"""
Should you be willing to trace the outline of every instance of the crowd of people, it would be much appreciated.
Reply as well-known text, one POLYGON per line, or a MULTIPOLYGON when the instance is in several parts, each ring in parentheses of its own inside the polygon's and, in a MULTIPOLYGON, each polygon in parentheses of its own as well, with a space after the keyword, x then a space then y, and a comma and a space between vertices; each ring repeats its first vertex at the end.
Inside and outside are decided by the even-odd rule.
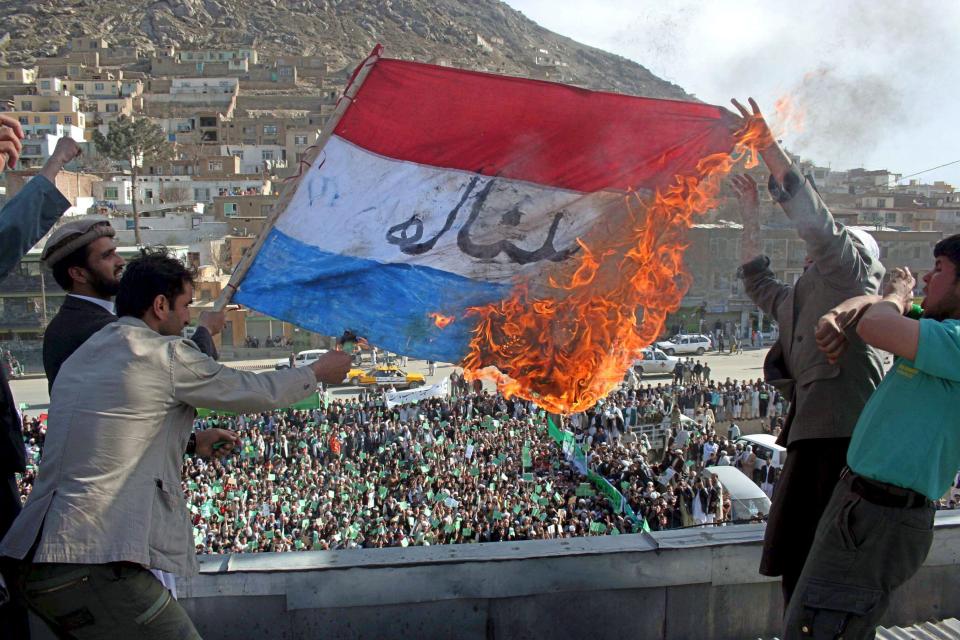
MULTIPOLYGON (((547 437, 535 405, 477 392, 456 374, 447 399, 388 409, 383 392, 306 411, 198 418, 235 430, 242 446, 187 457, 183 489, 200 553, 348 549, 630 533, 547 437)), ((646 384, 611 393, 564 427, 591 469, 651 530, 729 522, 729 496, 702 469, 736 465, 772 492, 765 461, 719 421, 765 415, 743 394, 759 382, 646 384), (729 398, 729 402, 728 402, 729 398), (744 411, 740 406, 750 407, 744 411), (684 415, 685 414, 685 415, 684 415), (691 419, 680 418, 689 417, 691 419), (670 426, 657 441, 639 425, 670 426), (719 429, 719 431, 718 431, 719 429)), ((776 404, 764 409, 776 415, 776 404)), ((28 418, 29 494, 45 425, 28 418)))

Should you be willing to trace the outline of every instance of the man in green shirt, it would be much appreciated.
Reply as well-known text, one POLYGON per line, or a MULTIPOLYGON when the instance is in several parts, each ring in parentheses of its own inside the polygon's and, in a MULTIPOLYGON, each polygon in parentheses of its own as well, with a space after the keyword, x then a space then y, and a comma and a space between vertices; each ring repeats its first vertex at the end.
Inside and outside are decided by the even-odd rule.
POLYGON ((854 325, 864 342, 897 358, 854 428, 784 638, 873 638, 890 592, 930 549, 933 501, 960 468, 960 234, 933 255, 920 319, 908 317, 916 280, 902 268, 882 296, 848 300, 818 324, 817 344, 831 362, 842 365, 844 331, 854 325))

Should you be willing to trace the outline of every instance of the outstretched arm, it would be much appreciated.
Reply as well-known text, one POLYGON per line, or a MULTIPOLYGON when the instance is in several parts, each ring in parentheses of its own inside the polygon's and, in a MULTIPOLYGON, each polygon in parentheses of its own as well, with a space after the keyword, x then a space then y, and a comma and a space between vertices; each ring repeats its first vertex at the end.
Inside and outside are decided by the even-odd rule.
POLYGON ((733 190, 740 199, 740 218, 743 237, 740 238, 740 264, 746 264, 760 255, 760 197, 757 183, 746 174, 733 176, 733 190))
POLYGON ((757 103, 750 99, 751 112, 736 100, 732 102, 740 113, 732 116, 733 122, 740 123, 741 131, 746 131, 748 125, 762 131, 758 149, 770 170, 770 195, 797 225, 817 271, 838 288, 862 288, 865 293, 875 293, 883 276, 878 258, 865 258, 850 233, 836 223, 813 185, 794 168, 790 157, 770 134, 757 103))
POLYGON ((870 305, 857 325, 857 334, 867 344, 907 360, 916 360, 920 322, 904 317, 913 301, 917 281, 907 267, 894 269, 883 298, 870 305))
POLYGON ((747 121, 754 120, 762 127, 764 134, 761 144, 758 147, 760 157, 763 158, 763 163, 767 165, 767 169, 770 170, 774 179, 782 184, 784 178, 787 177, 787 173, 790 172, 793 162, 791 162, 790 156, 783 150, 783 147, 780 146, 780 143, 773 137, 773 134, 770 132, 770 127, 767 126, 767 121, 764 120, 763 113, 760 112, 760 107, 757 105, 757 102, 753 98, 747 98, 747 102, 750 103, 750 108, 753 110, 752 113, 736 99, 730 102, 733 103, 733 106, 740 112, 741 122, 744 125, 747 121))

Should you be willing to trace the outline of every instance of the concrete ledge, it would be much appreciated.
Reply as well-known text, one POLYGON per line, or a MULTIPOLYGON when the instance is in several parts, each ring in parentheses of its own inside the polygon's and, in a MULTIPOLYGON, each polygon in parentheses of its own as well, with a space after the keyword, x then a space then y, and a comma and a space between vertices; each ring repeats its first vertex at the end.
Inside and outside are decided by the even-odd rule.
MULTIPOLYGON (((779 581, 757 573, 763 529, 202 556, 177 587, 207 640, 771 638, 782 611, 779 581)), ((960 514, 942 512, 882 624, 960 616, 958 565, 960 514)))
MULTIPOLYGON (((757 638, 779 634, 763 525, 376 550, 206 556, 178 581, 205 638, 757 638)), ((884 624, 960 615, 960 515, 884 624)))

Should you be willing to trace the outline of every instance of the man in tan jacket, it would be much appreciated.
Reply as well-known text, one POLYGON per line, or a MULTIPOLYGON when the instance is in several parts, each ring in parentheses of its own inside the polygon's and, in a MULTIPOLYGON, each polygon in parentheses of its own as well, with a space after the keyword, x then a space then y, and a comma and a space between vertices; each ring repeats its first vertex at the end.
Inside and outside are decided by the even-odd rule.
POLYGON ((0 554, 26 561, 27 603, 59 634, 199 637, 149 571, 196 573, 183 455, 225 455, 239 443, 226 429, 194 433, 194 407, 286 406, 350 366, 330 352, 261 375, 224 367, 180 337, 192 298, 182 263, 145 252, 121 280, 120 320, 78 348, 53 385, 37 481, 0 554))

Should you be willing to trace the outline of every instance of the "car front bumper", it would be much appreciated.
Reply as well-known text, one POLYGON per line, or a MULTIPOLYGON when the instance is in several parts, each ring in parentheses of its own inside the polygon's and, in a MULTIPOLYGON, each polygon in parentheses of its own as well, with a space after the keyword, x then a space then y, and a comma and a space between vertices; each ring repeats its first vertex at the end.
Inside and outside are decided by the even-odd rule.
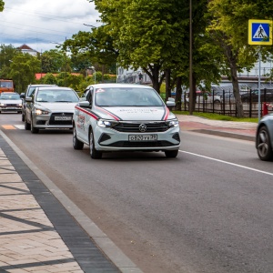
"""
▸ **What to work on**
Could you copy, word for word, the lines between the one holding "arm, it would be much appreciated." and the one holding "POLYGON ((757 103, 750", inclusive?

▸ **The reply**
Should you be willing to trace the outline of every instance of the outstretched arm, it would be much appreciated.
Reply as well-known text, one POLYGON per line, or a MULTIPOLYGON when the instance is in several parts, each ring in parentheses of its own inside the polygon's and, in a MULTIPOLYGON, each polygon in parentheses of its own as well, with a space after the keyword, x then a space then y, and a comma and a space between vertices; each ring repeats its first vertex at the end.
Inside and outside are decided by the even-odd rule.
POLYGON ((733 190, 740 199, 740 218, 743 237, 740 238, 740 264, 746 264, 760 255, 760 197, 757 183, 746 174, 733 176, 733 190))
POLYGON ((757 103, 750 99, 751 112, 736 100, 732 102, 740 113, 732 116, 733 122, 740 123, 741 131, 746 131, 748 125, 762 131, 758 149, 770 170, 770 195, 797 225, 817 271, 838 288, 862 288, 865 293, 875 293, 883 276, 878 258, 865 258, 850 233, 836 223, 813 185, 794 168, 790 157, 770 134, 757 103))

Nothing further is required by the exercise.